▶ _Page extract_:
"""
Sanitary measures due to COVID-19 made working on the Tour de France particularly complicated, and most photographers covering the race were not given the same access as in years past. But sometimes such constraints prove to be a good thing; most of us, for example, were not allowed to photograph the stage finishes as in years past. So we had to find alternatives.
Several of us noticed that there was usually an opening in the barriers on one side of the road only meters from the line, and from then there would always be a small group of photographers on any given day working this spot. But these locations could be very hit or miss as the lighting often proved complicated and it was hard to anticipate just when the riders would dash in front of you, as there was no way to see them approaching.
But on this 11th stage of the Tour, everything came together.
Hearing the thunder of the Poitiers crowd building as the riders approached, I readied myself and started shooting as the first wave of riders literally flew past.
I had no idea what my camera actually captured, to be honest. And it was only after reviewing the images that I saw Caleb Ewan grimacing as he searched for the last ounces of strength to propel himself across the line in front of Sam Bennett, Wout van Aert, and Peter Sagan.
It’s funny to look back at this photo now, because in the moment I was not even sure if this was the best image in the series. But there was something in the composition here that I had never seen before in my images. And at the end of 2020, this one goes down as my favorite.
"""
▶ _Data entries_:
"""
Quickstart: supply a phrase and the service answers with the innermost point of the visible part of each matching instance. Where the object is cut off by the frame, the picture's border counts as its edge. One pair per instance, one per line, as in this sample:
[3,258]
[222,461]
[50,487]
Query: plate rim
"""
Render this sentence from the Tour de France photography account in Spanish: "But on this 11th stage of the Tour, everything came together."

▶ _Your solution_: Pero en esta undécima etapa del Tour, todo encajó.